__Available data__.
###

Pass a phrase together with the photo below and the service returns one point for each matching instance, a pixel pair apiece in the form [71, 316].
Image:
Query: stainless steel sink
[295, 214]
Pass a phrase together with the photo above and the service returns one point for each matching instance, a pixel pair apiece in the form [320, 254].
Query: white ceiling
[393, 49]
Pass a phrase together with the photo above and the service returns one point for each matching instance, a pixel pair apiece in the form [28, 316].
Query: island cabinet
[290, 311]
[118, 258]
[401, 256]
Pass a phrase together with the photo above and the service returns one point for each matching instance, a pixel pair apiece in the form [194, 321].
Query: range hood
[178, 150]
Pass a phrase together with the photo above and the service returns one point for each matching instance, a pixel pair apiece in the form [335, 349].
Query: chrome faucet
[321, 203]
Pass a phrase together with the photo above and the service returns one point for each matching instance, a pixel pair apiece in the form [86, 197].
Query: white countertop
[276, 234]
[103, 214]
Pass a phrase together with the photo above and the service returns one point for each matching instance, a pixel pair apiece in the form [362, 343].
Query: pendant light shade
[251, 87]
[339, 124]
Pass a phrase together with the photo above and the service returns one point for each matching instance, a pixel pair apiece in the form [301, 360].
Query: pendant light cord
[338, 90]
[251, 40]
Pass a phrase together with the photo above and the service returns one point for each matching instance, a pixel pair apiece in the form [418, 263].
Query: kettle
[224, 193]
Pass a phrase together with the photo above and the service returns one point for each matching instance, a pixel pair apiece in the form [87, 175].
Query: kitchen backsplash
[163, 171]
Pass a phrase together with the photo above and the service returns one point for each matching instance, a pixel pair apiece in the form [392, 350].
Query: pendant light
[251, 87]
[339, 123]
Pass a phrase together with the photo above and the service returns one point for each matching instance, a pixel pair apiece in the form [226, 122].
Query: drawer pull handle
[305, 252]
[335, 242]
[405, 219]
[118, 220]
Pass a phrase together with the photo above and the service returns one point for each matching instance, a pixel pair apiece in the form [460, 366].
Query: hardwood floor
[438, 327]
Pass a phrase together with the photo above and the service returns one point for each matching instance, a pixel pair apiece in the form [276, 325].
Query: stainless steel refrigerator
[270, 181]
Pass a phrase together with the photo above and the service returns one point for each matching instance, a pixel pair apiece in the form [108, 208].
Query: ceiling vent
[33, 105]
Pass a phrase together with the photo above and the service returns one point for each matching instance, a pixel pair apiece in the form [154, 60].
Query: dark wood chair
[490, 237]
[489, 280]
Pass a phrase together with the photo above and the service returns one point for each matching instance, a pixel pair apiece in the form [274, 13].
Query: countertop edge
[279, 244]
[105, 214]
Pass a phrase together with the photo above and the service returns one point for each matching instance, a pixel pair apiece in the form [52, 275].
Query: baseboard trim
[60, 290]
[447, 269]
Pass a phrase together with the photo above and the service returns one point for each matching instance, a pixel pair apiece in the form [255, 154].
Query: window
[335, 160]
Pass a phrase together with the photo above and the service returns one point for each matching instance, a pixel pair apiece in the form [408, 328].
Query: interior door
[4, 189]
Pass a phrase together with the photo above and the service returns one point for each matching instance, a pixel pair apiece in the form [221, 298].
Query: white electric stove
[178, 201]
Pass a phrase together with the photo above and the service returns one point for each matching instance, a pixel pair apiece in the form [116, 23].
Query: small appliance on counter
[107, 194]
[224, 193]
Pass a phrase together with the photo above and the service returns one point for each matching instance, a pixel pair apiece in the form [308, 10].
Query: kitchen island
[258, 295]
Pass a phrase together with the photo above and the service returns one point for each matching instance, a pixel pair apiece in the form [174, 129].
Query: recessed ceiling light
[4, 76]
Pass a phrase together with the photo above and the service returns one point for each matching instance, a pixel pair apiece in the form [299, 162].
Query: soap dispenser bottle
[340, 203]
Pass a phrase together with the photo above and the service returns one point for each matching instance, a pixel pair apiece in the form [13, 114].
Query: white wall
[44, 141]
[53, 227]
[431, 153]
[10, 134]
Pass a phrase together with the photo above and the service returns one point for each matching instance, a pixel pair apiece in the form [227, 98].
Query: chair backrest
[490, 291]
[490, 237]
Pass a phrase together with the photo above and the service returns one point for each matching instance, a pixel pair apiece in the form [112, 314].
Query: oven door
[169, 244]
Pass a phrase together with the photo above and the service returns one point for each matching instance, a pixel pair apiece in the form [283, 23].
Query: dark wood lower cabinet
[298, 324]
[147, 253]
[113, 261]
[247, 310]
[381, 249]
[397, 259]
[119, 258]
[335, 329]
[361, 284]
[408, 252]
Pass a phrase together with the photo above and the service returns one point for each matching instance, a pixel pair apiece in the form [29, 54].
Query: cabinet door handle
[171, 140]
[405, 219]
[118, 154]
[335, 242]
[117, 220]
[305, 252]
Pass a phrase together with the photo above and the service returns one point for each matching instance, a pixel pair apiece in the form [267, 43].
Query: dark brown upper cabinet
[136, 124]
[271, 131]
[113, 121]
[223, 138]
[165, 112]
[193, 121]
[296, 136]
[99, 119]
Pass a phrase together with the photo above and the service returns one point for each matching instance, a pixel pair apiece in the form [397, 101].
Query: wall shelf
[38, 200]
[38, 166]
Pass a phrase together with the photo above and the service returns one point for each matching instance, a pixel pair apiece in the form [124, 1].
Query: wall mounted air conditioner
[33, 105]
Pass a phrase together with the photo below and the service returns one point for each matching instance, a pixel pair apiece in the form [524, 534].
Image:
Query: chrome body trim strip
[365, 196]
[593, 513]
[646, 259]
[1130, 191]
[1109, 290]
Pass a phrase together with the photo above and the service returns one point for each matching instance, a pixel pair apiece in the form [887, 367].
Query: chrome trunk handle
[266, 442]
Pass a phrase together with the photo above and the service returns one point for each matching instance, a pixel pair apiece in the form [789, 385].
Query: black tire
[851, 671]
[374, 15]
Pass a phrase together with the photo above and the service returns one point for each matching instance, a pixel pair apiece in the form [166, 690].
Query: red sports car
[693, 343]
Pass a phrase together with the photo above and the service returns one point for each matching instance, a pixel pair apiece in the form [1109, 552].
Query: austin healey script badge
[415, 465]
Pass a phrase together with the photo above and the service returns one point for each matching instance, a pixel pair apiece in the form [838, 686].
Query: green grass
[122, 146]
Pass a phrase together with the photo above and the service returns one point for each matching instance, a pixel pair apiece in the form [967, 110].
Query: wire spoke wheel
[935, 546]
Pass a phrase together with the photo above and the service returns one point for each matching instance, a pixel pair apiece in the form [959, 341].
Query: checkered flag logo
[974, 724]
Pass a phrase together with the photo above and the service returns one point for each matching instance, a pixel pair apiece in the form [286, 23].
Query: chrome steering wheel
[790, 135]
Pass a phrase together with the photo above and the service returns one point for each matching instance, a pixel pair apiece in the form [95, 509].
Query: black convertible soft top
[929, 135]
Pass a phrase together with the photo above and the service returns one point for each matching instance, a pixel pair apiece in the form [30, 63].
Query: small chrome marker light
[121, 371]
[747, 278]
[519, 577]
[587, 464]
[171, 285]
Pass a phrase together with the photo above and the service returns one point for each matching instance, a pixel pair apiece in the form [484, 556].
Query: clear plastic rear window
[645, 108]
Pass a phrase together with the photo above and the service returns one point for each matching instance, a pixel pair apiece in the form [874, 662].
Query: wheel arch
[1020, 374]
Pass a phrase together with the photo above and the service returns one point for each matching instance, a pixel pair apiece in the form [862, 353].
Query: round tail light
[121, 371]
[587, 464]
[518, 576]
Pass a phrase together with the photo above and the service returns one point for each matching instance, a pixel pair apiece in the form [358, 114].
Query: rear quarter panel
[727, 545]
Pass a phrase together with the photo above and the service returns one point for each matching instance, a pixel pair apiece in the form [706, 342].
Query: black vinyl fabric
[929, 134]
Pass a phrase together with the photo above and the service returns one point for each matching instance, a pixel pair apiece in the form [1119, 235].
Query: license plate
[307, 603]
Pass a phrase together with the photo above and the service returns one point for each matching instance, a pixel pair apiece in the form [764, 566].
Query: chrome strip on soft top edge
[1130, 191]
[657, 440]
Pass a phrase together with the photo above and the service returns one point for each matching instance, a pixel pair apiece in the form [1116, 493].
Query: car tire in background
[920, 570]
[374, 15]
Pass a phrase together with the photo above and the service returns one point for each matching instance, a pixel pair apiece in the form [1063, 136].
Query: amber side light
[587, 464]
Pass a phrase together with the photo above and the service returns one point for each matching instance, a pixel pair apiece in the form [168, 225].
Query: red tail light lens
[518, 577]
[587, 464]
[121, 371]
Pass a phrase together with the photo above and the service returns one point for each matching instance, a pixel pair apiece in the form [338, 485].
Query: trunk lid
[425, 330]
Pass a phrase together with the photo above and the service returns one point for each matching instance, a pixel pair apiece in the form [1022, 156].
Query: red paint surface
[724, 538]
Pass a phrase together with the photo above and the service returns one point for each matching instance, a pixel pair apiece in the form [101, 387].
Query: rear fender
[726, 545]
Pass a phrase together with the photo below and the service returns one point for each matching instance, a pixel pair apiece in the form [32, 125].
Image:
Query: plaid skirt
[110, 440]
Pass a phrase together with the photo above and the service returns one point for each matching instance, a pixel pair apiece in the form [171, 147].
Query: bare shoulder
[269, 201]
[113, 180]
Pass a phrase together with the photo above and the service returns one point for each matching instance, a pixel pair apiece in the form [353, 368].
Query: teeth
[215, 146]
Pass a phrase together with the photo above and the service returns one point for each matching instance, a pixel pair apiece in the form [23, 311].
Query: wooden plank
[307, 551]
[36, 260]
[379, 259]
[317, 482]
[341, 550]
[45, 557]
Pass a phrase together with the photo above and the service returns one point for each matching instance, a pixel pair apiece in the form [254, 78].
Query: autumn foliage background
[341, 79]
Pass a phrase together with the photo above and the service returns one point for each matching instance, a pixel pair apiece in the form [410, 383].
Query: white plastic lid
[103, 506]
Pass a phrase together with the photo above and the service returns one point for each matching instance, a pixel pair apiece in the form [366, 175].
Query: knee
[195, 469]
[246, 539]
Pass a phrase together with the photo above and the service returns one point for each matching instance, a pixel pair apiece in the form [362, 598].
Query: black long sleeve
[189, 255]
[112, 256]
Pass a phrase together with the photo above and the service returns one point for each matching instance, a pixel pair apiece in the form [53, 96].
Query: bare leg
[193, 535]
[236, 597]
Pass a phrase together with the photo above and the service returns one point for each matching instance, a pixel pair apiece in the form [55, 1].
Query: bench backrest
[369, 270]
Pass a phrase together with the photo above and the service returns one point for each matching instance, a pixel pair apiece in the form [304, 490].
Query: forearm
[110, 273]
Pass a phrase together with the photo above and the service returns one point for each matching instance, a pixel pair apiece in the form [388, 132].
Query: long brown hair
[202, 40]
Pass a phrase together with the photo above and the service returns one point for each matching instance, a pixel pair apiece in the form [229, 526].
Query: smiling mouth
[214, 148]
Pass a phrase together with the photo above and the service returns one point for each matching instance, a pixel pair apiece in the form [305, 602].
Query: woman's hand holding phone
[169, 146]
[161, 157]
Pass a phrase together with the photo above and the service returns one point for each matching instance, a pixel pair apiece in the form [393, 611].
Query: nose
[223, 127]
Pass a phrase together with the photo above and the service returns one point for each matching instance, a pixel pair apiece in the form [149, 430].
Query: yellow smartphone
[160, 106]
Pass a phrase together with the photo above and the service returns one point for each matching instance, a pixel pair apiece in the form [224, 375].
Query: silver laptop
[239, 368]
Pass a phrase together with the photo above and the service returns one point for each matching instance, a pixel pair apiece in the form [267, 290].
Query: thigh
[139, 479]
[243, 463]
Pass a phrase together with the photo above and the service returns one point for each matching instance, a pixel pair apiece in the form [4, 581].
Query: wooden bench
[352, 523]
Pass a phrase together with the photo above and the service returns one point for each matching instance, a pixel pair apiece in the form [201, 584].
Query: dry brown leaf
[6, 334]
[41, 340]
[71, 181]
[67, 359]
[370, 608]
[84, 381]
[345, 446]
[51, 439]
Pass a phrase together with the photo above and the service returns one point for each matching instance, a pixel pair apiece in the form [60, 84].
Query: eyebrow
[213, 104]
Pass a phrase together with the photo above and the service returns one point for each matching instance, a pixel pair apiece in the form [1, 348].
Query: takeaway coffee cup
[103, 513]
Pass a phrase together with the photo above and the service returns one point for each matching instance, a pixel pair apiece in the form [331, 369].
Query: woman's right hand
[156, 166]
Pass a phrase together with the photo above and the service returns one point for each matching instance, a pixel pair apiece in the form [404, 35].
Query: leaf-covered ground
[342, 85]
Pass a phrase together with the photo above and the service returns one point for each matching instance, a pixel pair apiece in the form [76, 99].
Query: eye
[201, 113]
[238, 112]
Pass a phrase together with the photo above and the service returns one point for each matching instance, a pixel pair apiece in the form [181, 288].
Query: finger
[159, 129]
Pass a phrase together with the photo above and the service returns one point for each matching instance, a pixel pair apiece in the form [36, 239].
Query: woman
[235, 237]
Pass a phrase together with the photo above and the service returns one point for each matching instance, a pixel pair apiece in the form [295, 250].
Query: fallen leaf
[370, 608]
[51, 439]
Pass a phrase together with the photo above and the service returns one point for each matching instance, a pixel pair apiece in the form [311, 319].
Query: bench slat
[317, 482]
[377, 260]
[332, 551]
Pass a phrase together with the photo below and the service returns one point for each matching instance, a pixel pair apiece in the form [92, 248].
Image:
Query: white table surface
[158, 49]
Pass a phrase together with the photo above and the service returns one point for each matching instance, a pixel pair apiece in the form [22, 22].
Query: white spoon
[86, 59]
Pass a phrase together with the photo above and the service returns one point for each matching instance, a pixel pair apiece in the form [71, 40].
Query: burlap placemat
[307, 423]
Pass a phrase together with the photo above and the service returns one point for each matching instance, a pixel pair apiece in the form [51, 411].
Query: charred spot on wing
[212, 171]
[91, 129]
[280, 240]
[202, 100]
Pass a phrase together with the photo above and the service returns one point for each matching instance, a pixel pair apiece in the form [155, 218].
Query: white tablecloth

###

__What is being asked__.
Find the line with "form [305, 602]." in the entries above. Retype it and each line after it, exactly, through the line with "form [149, 430].", and stop there.

__Problem solution__.
Pass a phrase together with the photo above and the service returns one point for each matching instance, a pixel pair apiece in the form [305, 602].
Query: woman's hand holding phone
[169, 146]
[161, 157]
Pass a phrase together with the photo above and the service returns one point for each matching instance, a pixel pair apiece in the form [393, 611].
Query: nose
[223, 127]
Pass a phrase together with the photo above and the service returns one point for each matching instance, a pixel pair apiece in the form [149, 430].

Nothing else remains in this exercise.